__WORK TASK__: Give back every record that follows, exactly as written.

EXERCISE INPUTS: Begin

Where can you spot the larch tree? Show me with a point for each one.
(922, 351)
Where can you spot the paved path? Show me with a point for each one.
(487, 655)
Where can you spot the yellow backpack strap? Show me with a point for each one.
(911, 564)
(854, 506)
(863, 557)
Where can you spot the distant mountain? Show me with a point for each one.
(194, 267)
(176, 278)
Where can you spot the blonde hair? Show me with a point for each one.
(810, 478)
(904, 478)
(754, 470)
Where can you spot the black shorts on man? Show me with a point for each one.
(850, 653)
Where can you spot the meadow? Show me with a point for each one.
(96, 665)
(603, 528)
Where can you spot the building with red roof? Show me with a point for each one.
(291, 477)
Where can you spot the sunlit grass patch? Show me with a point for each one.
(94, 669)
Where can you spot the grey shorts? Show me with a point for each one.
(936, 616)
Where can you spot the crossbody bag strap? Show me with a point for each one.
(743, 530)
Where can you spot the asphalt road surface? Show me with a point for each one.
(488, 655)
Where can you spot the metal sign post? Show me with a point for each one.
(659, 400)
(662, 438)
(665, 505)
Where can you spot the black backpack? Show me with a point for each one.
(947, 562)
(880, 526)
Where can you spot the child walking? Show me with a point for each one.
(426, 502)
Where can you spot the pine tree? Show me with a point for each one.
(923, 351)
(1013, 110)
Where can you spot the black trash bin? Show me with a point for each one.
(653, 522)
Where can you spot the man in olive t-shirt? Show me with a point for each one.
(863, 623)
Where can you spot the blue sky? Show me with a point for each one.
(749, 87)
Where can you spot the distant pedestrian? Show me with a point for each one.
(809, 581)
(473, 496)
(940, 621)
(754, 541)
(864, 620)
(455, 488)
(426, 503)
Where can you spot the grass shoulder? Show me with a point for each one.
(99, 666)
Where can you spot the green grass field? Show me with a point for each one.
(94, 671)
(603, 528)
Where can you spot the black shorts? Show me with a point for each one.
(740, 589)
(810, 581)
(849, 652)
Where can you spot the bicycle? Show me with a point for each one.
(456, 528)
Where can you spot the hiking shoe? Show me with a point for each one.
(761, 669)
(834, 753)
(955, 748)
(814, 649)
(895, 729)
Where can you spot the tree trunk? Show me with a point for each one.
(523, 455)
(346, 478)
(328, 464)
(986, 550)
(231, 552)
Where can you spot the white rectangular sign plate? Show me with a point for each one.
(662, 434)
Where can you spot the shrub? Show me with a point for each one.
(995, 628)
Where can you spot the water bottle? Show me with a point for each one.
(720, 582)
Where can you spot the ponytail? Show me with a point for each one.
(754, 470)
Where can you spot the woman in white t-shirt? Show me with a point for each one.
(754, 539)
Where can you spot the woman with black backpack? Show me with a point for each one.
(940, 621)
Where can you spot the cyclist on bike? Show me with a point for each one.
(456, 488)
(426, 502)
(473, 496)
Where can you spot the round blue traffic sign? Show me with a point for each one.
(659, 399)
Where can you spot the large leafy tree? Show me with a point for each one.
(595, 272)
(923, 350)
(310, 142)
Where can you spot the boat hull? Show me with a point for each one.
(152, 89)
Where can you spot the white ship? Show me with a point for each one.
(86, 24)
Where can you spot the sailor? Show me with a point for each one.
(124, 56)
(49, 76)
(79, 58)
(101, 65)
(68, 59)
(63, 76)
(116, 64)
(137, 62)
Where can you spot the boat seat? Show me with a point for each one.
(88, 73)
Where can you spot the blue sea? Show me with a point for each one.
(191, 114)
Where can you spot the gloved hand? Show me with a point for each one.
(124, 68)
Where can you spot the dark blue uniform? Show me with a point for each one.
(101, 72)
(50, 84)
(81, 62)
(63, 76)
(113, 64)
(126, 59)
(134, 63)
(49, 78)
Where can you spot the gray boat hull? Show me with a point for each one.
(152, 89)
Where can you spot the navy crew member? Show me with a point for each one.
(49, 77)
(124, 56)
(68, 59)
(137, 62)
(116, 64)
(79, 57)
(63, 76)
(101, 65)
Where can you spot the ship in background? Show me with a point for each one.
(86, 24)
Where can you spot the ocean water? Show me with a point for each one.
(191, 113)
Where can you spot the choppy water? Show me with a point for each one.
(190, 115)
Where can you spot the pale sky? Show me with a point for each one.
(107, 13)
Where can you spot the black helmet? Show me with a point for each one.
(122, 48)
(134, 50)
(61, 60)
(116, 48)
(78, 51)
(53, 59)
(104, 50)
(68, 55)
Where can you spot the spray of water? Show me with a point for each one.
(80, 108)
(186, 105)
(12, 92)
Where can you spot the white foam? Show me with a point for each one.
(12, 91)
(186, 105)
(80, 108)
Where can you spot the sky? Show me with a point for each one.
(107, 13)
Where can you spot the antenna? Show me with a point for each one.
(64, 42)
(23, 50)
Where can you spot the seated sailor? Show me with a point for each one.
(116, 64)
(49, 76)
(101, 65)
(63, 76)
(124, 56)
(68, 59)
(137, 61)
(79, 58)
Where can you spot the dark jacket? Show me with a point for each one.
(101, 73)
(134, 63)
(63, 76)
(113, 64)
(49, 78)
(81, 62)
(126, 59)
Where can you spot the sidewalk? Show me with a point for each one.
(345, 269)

EXERCISE INPUTS: End

__SOLUTION TO THIS EXERCISE__:
Where can you spot the larch tree? Show me with a point for each one.
(922, 351)
Where can you spot the paved path? Show me with a point for each one.
(487, 655)
Where can you spot the yellow backpack strap? Show me with a point for each one.
(911, 564)
(854, 506)
(863, 557)
Where can you spot the distant mountain? Show me with a point for each one.
(194, 267)
(176, 278)
Where can you spot the blonde hair? Show me with a point for each one.
(810, 478)
(904, 478)
(754, 470)
Where can you spot the black shorts on man? Show me with a point for each one.
(850, 653)
Where can you spot the meadow? Show me with a point for each one.
(96, 665)
(603, 528)
Where can you spot the building with red roof? Show me with a point for each one.
(291, 477)
Where can you spot the sunlit grass patch? Show me with a point for each one.
(94, 669)
Where can you spot the grey shorts? Show me with a point for each one.
(936, 616)
Where can you spot the crossbody bag strap? Show me with a point for each one.
(743, 530)
Where can you spot the asphalt road surface? Show me with a point for each one.
(488, 655)
Where can you spot the metal sign post? Show me with a point for each one.
(659, 400)
(662, 438)
(665, 505)
Where can you spot the black backpack? Show me with a point for each one.
(947, 562)
(880, 526)
Where can you spot the child walking? Show me with a point for each one.
(426, 502)
Where can you spot the pine tree? Show me with a point for each one.
(923, 351)
(1013, 110)
Where can you spot the black trash bin? Show me with a point for each one.
(653, 522)
Where can you spot the man in olive t-shirt? Show me with a point for each one.
(863, 623)
Where can you spot the blue sky? Show me with a point for each one.
(749, 87)
Where can you spot the distant pedestrian? Show me with a point for each one.
(809, 581)
(473, 496)
(940, 621)
(754, 541)
(864, 620)
(455, 488)
(426, 503)
Where can you spot the grass shoulder? Show me with a point for each one.
(99, 666)
Where can you spot the green grass field? Show me with a point for each one.
(94, 671)
(603, 528)
Where can you spot the black shorts? Show me with a point for each one.
(740, 589)
(810, 581)
(849, 652)
Where can you spot the bicycle? Show me with a point for each one.
(456, 528)
Where can you spot the hiking shoe? Show me with a point for each one.
(761, 669)
(834, 753)
(955, 748)
(814, 649)
(895, 729)
Where can you spot the tree trunk? Show me with a point for each one.
(523, 455)
(346, 478)
(328, 464)
(986, 550)
(231, 552)
Where can you spot the white rectangular sign plate? Show me with a point for each one.
(662, 434)
Where can you spot the shrub? Show me with a point for each one.
(995, 628)
Where can you spot the water bottle? Show me with a point for each one.
(720, 582)
Where can you spot the ponytail? Show me with a point for each one.
(754, 470)
Where can you spot the woman in white t-shirt? Show me with a point for each one.
(754, 539)
Where can you spot the woman with black backpack? Show me with a point for each one.
(940, 621)
Where can you spot the cyclist on bike? Show me with a point for each one.
(456, 488)
(426, 502)
(473, 496)
Where can you spot the round blue traffic sign? Show me with a point for each one.
(659, 399)
Where can you spot the large leafy tree? Show me with a point for each one.
(595, 272)
(923, 350)
(310, 142)
Where can you spot the boat hull? Show me with a point for each one.
(152, 89)
Where can you spot the white ship? Show me with a point for each one.
(86, 24)
Where can you spot the sailor? Show me with a point for each one.
(124, 56)
(49, 76)
(79, 58)
(101, 65)
(68, 59)
(63, 76)
(116, 64)
(137, 62)
Where can you spot the boat seat? Show me with a point for each one.
(88, 73)
Where can you spot the blue sea? Show me with a point for each one.
(191, 114)
Where can you spot the gloved hand? Show me with a point for each one.
(124, 68)
Where can you spot the dark blue uniform? Show me with a point for each one.
(101, 72)
(50, 84)
(81, 62)
(63, 76)
(113, 64)
(126, 59)
(134, 63)
(49, 78)
Where can you spot the gray boat hull? Show me with a point for each one.
(152, 89)
Where can you spot the navy crew member? Show me with a point for each one.
(49, 77)
(124, 56)
(68, 59)
(137, 62)
(116, 64)
(79, 57)
(63, 76)
(101, 65)
Where can you spot the ship in background? Show me with a point for each one.
(86, 24)
Where can you spot the ocean water? Show me with a point for each one.
(191, 113)
Where can you spot the choppy water? Show me with a point for each one.
(190, 115)
Where can you spot the pale sky? Show me with a point for each one.
(107, 13)
Where can you spot the black helmet? Show me with a point for each one.
(122, 48)
(134, 50)
(61, 60)
(116, 48)
(78, 51)
(53, 59)
(104, 50)
(68, 55)
Where can you spot the spray of water? Show me with a point for each one.
(80, 108)
(186, 105)
(12, 92)
Where can you spot the white foam? Show me with a point for each one.
(12, 91)
(186, 105)
(80, 108)
Where can you spot the sky? Show me with a point for each one.
(107, 13)
Where can you spot the antenna? Show me with a point for each one.
(64, 42)
(23, 50)
Where can you spot the seated sailor? Show me with a point for each one.
(116, 64)
(49, 76)
(101, 65)
(63, 76)
(124, 56)
(68, 59)
(137, 61)
(79, 58)
Where can you spot the dark jacket? Show me with a point for each one.
(101, 73)
(134, 63)
(63, 76)
(113, 64)
(49, 78)
(81, 62)
(126, 59)
Where can you spot the sidewalk? Show me with a point for each one.
(345, 269)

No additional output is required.